*** Given data Section Begins ***

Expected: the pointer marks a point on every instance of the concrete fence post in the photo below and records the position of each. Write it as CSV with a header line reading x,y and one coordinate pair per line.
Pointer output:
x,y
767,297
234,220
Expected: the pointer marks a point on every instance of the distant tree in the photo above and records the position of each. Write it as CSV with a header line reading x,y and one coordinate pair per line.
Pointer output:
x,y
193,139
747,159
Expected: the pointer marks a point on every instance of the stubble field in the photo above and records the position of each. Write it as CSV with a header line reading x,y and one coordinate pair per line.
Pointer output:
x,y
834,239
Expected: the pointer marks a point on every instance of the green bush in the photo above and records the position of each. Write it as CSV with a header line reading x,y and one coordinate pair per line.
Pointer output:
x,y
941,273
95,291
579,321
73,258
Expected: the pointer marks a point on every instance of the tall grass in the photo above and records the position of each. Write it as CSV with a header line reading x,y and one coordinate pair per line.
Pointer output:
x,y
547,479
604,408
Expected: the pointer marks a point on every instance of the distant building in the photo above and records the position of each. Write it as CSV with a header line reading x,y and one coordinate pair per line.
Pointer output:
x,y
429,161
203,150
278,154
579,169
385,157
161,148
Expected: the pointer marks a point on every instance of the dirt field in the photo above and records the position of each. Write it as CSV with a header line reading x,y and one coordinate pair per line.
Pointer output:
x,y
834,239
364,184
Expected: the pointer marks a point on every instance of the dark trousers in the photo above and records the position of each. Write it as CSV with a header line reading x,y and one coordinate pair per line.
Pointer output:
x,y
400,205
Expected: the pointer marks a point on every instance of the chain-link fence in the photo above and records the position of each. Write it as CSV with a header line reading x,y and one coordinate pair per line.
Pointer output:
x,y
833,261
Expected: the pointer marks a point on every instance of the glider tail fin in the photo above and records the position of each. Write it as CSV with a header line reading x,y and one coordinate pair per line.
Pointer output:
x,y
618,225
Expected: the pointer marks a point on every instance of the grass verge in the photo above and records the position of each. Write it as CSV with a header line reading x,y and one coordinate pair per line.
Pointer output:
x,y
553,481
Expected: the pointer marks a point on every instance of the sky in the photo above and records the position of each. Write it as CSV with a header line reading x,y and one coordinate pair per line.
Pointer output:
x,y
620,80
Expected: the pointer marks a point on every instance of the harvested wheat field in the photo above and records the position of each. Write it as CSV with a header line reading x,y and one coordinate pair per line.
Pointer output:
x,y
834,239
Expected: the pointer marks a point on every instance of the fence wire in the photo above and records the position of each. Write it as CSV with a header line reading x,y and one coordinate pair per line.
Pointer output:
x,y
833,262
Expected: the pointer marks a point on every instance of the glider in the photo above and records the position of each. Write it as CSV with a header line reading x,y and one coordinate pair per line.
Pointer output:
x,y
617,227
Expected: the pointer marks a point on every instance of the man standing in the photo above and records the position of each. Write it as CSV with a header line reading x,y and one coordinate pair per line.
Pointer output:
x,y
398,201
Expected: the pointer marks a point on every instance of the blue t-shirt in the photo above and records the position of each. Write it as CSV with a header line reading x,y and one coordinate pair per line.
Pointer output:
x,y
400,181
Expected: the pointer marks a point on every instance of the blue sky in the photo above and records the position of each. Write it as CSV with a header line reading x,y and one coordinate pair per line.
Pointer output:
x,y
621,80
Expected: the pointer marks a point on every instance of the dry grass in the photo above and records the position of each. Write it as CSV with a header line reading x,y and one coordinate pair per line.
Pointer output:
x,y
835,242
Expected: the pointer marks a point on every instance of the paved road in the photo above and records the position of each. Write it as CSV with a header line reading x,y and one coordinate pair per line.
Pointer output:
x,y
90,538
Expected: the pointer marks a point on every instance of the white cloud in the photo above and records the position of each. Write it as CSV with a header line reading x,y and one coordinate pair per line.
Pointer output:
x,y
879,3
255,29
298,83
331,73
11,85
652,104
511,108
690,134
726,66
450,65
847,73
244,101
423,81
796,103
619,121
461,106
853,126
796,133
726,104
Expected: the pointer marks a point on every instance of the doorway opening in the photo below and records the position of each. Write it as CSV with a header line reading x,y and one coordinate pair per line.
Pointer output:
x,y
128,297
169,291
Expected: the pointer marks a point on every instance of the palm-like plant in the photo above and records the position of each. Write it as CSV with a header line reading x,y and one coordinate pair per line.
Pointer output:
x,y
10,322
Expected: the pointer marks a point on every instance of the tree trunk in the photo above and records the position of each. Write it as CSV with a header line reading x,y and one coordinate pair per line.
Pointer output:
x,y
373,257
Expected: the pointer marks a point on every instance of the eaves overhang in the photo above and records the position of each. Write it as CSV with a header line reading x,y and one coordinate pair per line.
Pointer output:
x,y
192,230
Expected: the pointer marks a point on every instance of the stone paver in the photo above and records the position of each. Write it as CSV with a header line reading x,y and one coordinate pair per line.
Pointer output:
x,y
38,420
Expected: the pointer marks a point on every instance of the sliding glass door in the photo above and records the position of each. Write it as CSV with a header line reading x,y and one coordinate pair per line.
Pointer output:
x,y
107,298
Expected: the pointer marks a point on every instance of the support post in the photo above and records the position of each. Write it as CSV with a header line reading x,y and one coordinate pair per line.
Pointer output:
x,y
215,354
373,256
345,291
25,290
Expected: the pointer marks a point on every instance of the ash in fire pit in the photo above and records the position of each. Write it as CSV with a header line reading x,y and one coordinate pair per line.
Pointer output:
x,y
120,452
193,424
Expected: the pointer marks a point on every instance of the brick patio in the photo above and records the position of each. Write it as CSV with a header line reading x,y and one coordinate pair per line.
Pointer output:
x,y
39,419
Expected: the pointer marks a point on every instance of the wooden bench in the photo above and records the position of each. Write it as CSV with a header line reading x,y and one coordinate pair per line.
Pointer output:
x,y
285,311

*** Given data Section Ends ***

Description of the task: Lines from the top of the entries above to the line that contains "of the dark" should be set down exactly, please, with both ends kept and nothing added.

Solution:
Expected: the pointer marks a point on every instance of the concrete fence post in the photo below and records the position of each. Write it as CSV with a header line reading x,y and one coordinate pair per line.
Pointer output:
x,y
767,297
234,220
Expected: the pointer marks a point on every instance of the distant tree in the photo above and records the position of each. Write it as CSV with a header line reading x,y and one coordinate pair per line.
Pointer output:
x,y
193,139
747,159
Expected: the pointer marks a point on every instance of the stubble field in the photo above and records the position of each. Write it as CSV with a header line reading x,y and one coordinate pair per line.
Pointer output:
x,y
834,239
Expected: the pointer marks a point on every instance of the green bush in the photo above and records the position of each. Write it as CSV with a header line reading x,y and one coordinate pair per line.
Pointer output:
x,y
941,273
95,291
579,321
73,258
Expected: the pointer marks a point on every instance of the tall grass in the photo above and records the position of each. Write it as CSV with a header line reading x,y and one coordinate pair per line.
Pointer output:
x,y
547,479
604,408
Expected: the pointer marks a point on every instance of the distant building in the photo above and records the position of each. Write it as CSV with a header line reading x,y and one coordinate pair per line.
Pointer output:
x,y
429,161
203,150
278,154
579,169
385,157
161,148
Expected: the pointer marks a point on every instance of the dirt field in the photo above and records the position of each. Write it as CSV with a header line reading x,y and one coordinate pair per line.
Pointer output:
x,y
834,239
364,184
Expected: the pointer marks a point on every instance of the dark trousers in the photo above and records the position of each. Write it as CSV with a header line reading x,y and one coordinate pair per line.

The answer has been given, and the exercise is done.